EXERCISE BRIEF:
State how many lines of the material below contain the word "leaf", treating uppercase and lowercase as distinct. Give only the number.

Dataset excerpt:
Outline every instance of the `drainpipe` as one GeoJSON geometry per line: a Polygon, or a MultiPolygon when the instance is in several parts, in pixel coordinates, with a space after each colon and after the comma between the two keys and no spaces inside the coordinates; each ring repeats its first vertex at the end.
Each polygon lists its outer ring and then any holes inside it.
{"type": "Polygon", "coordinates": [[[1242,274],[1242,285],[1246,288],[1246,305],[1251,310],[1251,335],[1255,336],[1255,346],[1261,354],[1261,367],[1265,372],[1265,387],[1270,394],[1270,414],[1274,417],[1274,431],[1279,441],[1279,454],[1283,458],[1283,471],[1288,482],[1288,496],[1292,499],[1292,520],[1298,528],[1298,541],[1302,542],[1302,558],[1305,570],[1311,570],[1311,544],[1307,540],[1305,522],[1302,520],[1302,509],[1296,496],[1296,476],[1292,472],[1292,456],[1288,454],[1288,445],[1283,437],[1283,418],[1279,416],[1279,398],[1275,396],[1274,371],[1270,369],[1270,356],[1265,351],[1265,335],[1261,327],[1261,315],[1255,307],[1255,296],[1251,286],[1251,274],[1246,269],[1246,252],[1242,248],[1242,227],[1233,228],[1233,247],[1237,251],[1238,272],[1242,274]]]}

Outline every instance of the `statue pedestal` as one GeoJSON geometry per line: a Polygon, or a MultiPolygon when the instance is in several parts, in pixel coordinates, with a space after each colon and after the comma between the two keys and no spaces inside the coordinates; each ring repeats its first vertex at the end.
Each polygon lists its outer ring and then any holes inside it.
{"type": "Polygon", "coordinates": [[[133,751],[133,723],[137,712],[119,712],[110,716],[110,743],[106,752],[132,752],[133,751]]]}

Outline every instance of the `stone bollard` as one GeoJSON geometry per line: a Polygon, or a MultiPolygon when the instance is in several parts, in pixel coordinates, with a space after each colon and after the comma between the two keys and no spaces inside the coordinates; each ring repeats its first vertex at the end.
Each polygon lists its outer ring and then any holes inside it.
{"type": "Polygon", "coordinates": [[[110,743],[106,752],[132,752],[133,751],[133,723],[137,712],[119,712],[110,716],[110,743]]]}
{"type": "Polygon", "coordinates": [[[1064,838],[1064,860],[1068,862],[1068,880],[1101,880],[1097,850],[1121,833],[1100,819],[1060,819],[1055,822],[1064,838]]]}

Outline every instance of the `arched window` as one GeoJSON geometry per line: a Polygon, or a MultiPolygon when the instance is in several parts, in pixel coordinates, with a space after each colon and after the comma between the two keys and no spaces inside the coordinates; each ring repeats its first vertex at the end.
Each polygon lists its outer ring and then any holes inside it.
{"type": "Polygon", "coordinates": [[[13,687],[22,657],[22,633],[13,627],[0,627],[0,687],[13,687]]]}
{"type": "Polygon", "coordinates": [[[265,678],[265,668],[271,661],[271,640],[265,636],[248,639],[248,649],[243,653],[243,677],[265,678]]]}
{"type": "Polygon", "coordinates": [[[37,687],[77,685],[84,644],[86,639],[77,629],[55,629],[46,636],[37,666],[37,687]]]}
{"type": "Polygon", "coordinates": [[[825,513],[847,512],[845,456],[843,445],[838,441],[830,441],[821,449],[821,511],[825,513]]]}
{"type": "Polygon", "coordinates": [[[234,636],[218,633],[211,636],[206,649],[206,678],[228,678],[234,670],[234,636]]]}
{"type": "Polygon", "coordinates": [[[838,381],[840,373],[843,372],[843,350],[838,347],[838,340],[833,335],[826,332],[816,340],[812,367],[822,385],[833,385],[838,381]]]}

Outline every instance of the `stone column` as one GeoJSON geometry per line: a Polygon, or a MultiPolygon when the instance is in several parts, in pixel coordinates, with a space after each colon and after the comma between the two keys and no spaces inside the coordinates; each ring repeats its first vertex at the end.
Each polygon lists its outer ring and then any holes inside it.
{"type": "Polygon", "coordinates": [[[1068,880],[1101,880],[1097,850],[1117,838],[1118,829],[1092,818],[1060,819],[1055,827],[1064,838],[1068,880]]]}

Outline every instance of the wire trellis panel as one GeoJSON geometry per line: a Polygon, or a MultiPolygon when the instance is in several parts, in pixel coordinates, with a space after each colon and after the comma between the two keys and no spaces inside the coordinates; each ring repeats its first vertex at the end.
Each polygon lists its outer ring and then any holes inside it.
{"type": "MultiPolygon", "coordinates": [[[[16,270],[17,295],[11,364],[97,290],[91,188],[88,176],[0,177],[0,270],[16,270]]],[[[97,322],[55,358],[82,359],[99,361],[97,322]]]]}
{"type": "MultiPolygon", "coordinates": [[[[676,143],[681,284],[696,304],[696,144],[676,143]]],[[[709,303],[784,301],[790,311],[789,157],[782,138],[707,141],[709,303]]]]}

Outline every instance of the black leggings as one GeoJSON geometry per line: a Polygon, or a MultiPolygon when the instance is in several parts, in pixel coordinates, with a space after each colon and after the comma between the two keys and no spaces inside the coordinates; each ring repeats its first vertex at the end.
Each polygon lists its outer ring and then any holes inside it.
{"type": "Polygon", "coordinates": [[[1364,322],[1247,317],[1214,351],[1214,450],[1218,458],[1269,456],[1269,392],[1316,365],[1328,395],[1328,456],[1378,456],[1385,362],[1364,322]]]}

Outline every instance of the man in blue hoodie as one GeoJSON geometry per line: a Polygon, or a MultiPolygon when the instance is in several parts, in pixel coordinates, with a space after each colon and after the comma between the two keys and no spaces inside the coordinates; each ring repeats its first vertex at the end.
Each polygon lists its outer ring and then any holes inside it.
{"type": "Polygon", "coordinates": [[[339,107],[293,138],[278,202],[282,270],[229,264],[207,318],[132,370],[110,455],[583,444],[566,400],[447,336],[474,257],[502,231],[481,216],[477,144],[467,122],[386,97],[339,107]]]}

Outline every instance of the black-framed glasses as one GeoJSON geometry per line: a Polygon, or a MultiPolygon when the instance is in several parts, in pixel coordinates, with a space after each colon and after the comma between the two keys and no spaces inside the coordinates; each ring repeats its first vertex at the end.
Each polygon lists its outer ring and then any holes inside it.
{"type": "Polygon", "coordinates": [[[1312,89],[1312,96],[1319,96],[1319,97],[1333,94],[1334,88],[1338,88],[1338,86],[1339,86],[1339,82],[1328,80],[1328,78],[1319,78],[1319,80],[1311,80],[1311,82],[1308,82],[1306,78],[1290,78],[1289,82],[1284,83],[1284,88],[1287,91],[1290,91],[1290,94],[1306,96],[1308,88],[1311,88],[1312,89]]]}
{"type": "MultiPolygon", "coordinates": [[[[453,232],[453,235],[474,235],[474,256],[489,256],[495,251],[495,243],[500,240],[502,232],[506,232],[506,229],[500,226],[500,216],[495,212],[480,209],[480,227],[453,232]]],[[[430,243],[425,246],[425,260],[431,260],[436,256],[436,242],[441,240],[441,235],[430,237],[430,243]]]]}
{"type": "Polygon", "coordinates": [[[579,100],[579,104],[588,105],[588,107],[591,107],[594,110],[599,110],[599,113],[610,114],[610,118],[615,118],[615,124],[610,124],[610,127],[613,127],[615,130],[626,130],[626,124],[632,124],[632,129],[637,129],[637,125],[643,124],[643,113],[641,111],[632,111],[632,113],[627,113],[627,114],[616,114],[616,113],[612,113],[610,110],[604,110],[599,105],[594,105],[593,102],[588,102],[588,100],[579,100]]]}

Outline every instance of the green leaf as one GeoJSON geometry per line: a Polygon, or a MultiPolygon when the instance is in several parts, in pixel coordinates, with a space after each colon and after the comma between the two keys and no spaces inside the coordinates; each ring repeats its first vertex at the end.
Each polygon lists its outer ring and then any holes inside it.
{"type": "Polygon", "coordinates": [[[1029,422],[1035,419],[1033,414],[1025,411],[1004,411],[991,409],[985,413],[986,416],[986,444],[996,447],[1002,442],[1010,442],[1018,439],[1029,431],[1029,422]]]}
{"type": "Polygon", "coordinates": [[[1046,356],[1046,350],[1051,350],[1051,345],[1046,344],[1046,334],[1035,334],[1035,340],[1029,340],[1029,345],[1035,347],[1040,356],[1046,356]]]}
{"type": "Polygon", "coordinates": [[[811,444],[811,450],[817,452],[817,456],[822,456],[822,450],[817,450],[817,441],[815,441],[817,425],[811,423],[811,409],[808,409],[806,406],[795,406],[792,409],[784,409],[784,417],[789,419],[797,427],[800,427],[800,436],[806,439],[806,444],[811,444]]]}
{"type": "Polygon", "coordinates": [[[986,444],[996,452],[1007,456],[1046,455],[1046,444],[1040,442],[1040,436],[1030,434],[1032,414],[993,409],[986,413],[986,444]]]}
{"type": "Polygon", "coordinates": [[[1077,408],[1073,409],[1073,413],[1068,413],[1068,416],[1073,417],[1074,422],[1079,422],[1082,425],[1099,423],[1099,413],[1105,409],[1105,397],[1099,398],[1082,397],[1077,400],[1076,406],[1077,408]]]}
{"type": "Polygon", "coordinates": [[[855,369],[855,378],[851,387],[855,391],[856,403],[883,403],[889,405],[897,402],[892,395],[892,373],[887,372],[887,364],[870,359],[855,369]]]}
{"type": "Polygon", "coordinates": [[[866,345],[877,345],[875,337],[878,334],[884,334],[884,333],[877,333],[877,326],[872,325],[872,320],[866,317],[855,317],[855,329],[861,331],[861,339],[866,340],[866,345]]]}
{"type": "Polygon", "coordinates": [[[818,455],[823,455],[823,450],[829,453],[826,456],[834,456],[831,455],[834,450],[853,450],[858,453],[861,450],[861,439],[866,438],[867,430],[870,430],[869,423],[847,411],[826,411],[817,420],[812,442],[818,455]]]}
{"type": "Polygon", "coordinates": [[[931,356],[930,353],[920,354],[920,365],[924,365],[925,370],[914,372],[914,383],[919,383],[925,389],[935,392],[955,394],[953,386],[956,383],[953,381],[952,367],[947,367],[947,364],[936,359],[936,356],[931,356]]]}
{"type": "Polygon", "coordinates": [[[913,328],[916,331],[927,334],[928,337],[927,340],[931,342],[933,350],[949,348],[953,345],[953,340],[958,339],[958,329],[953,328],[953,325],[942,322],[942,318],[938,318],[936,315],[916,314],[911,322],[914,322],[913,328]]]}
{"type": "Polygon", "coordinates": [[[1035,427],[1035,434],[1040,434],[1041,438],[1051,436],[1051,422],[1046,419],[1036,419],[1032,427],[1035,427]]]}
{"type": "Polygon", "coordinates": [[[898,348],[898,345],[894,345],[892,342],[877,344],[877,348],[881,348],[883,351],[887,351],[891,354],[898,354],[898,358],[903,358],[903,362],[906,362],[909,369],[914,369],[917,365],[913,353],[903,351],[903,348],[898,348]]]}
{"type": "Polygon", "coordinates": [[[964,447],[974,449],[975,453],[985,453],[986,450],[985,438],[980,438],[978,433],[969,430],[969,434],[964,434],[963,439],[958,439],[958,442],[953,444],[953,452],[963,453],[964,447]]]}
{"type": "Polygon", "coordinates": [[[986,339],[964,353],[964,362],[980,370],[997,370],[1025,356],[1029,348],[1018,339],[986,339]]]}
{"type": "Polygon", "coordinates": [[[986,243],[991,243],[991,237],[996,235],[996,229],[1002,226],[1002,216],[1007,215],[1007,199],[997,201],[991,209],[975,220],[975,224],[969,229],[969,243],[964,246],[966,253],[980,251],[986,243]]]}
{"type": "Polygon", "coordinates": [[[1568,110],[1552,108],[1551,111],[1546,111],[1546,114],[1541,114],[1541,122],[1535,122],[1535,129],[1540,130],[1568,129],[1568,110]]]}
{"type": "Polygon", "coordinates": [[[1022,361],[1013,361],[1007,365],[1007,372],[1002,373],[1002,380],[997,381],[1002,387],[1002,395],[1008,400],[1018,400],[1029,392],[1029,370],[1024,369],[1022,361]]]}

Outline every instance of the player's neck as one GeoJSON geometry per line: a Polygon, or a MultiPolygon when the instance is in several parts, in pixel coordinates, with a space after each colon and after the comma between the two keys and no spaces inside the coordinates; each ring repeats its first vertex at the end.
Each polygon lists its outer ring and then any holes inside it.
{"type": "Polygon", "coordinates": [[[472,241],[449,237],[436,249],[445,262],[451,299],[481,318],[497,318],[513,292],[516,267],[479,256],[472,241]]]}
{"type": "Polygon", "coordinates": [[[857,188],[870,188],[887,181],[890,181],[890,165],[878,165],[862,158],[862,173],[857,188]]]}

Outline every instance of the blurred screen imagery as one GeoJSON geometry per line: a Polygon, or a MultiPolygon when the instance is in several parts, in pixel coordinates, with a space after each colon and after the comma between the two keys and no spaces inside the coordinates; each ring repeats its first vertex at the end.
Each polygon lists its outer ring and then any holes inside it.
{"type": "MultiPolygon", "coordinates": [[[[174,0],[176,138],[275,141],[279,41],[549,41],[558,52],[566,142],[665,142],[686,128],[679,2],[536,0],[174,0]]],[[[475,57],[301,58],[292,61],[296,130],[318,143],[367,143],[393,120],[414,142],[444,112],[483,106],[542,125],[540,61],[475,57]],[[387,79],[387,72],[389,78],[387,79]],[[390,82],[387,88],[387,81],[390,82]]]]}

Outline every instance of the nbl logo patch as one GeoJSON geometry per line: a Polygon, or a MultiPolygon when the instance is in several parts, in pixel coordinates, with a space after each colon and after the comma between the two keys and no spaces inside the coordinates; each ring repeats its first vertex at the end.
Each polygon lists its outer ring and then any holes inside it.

FINAL ANSWER:
1